TASK TO CARRY OUT:
Could you write out the listing again from the line containing "In this photo, each instance of the soil" through the end of the listing, swapping "distant tree" for "far-off tree" and leaving everything else unchanged?

INFORMATION SHOWN:
● ● ● ●
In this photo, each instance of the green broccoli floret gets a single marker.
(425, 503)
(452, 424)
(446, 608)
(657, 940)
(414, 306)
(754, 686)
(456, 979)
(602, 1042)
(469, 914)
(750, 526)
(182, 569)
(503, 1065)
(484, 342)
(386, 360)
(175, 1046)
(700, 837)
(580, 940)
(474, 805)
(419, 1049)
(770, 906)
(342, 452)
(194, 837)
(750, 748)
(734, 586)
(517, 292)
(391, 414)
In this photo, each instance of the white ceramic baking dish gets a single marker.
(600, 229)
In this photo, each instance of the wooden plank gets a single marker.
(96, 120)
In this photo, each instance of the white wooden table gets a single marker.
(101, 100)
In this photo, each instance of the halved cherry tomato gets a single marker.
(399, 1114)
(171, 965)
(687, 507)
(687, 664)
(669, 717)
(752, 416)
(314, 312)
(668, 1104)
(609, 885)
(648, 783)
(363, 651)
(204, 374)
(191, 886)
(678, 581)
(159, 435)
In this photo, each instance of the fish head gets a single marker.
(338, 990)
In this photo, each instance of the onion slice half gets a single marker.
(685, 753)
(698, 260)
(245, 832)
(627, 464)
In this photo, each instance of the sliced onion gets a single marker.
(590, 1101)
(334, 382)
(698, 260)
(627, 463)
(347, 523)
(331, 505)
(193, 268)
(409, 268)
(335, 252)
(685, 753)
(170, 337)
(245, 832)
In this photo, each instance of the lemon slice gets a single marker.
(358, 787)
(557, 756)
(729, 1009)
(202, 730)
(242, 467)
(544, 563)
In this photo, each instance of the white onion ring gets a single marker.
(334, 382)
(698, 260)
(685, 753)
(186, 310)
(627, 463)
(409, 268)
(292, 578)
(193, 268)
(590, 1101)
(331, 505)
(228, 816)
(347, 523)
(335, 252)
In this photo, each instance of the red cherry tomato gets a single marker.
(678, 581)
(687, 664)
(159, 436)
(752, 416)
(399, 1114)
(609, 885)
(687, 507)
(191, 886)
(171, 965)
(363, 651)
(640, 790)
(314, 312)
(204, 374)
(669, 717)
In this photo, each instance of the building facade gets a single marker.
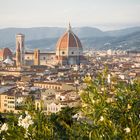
(20, 50)
(69, 50)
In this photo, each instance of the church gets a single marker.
(69, 51)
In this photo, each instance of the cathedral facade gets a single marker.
(69, 50)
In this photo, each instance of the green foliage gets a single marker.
(113, 109)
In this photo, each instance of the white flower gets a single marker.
(127, 130)
(4, 127)
(101, 118)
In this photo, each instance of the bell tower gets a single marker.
(20, 50)
(36, 57)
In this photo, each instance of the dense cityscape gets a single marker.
(79, 82)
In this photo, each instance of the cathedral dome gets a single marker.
(68, 40)
(4, 53)
(69, 49)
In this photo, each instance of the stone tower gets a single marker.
(20, 50)
(36, 57)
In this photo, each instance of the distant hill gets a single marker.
(45, 38)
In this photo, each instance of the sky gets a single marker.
(103, 14)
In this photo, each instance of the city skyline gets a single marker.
(106, 15)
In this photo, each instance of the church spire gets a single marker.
(69, 27)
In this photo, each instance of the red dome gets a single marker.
(4, 53)
(69, 39)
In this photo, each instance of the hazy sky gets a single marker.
(105, 14)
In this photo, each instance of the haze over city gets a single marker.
(103, 14)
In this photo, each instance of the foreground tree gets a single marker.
(112, 108)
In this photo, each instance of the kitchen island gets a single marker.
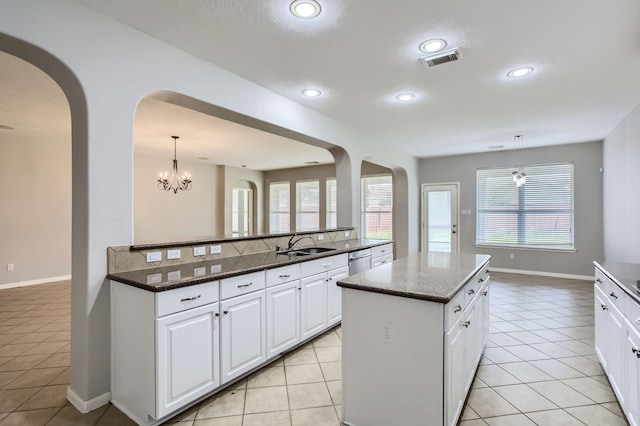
(413, 334)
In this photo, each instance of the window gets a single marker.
(377, 207)
(538, 214)
(332, 204)
(307, 205)
(279, 207)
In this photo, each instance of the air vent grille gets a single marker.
(441, 58)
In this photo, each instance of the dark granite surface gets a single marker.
(625, 275)
(170, 277)
(432, 276)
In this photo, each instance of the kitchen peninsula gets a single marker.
(188, 324)
(413, 332)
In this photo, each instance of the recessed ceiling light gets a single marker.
(311, 93)
(432, 46)
(520, 72)
(405, 97)
(305, 9)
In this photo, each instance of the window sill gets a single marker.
(527, 248)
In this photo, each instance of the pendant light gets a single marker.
(174, 182)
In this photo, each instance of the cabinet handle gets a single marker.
(186, 299)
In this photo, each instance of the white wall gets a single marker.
(587, 159)
(105, 68)
(621, 155)
(35, 212)
(165, 216)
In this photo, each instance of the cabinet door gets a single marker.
(334, 295)
(242, 341)
(283, 317)
(454, 373)
(187, 357)
(313, 305)
(632, 369)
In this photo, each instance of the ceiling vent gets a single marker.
(441, 58)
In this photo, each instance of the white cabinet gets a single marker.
(320, 297)
(617, 341)
(313, 305)
(381, 255)
(242, 335)
(187, 357)
(283, 317)
(464, 342)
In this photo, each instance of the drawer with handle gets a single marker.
(242, 284)
(180, 299)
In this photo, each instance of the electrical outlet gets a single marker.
(154, 256)
(174, 254)
(387, 332)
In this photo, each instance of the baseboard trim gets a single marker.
(90, 405)
(35, 282)
(545, 274)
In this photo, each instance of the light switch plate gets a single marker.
(154, 256)
(173, 254)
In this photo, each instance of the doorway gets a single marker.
(439, 217)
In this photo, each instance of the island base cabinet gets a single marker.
(392, 360)
(283, 317)
(242, 334)
(188, 362)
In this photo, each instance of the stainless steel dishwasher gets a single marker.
(359, 261)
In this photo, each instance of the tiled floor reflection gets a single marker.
(539, 367)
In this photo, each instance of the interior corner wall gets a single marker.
(35, 217)
(165, 216)
(621, 155)
(588, 201)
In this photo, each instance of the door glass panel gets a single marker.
(439, 230)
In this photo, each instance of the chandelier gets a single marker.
(519, 176)
(174, 182)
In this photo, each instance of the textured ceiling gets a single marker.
(361, 53)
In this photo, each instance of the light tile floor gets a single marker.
(539, 367)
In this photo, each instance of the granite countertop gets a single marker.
(626, 275)
(182, 275)
(431, 276)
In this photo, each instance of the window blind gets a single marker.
(538, 214)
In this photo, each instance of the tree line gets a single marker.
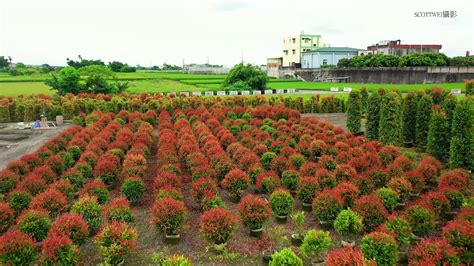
(432, 121)
(410, 60)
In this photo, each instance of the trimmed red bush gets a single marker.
(236, 182)
(434, 252)
(254, 211)
(59, 250)
(51, 200)
(372, 210)
(7, 217)
(346, 256)
(201, 187)
(17, 248)
(169, 215)
(217, 225)
(71, 226)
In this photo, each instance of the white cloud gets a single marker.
(151, 32)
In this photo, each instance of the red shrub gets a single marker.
(51, 200)
(433, 252)
(7, 217)
(72, 226)
(346, 256)
(372, 210)
(201, 187)
(33, 183)
(217, 225)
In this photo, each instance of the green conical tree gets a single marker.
(423, 113)
(409, 119)
(390, 122)
(462, 141)
(438, 141)
(373, 116)
(353, 112)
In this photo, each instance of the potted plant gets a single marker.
(315, 243)
(281, 203)
(348, 223)
(168, 217)
(380, 247)
(285, 256)
(298, 221)
(217, 226)
(116, 241)
(307, 189)
(254, 212)
(236, 182)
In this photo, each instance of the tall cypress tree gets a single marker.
(353, 112)
(373, 116)
(409, 119)
(462, 141)
(423, 113)
(438, 141)
(390, 122)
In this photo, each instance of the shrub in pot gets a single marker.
(90, 210)
(17, 248)
(7, 217)
(307, 189)
(236, 182)
(267, 182)
(254, 212)
(201, 187)
(373, 213)
(460, 234)
(169, 215)
(326, 207)
(347, 256)
(381, 247)
(116, 241)
(119, 210)
(281, 203)
(96, 189)
(348, 223)
(34, 223)
(286, 256)
(432, 251)
(19, 200)
(51, 200)
(133, 189)
(71, 226)
(315, 243)
(290, 180)
(421, 219)
(389, 198)
(217, 225)
(59, 250)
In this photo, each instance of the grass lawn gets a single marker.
(12, 89)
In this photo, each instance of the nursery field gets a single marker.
(173, 181)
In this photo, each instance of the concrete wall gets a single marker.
(393, 75)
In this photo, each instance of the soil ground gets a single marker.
(16, 142)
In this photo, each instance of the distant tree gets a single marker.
(65, 81)
(353, 112)
(438, 143)
(373, 116)
(409, 119)
(462, 141)
(390, 122)
(253, 76)
(423, 113)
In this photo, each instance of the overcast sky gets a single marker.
● ● ● ●
FINISHED TASK:
In this photo, each instance of the soil ground gets a single marker.
(16, 142)
In this photo, each instance of the far-off tree gets a single marker.
(65, 81)
(353, 112)
(438, 143)
(373, 116)
(409, 119)
(462, 141)
(390, 122)
(253, 76)
(423, 113)
In this photo, each instance of the overcast sky gets a single marker.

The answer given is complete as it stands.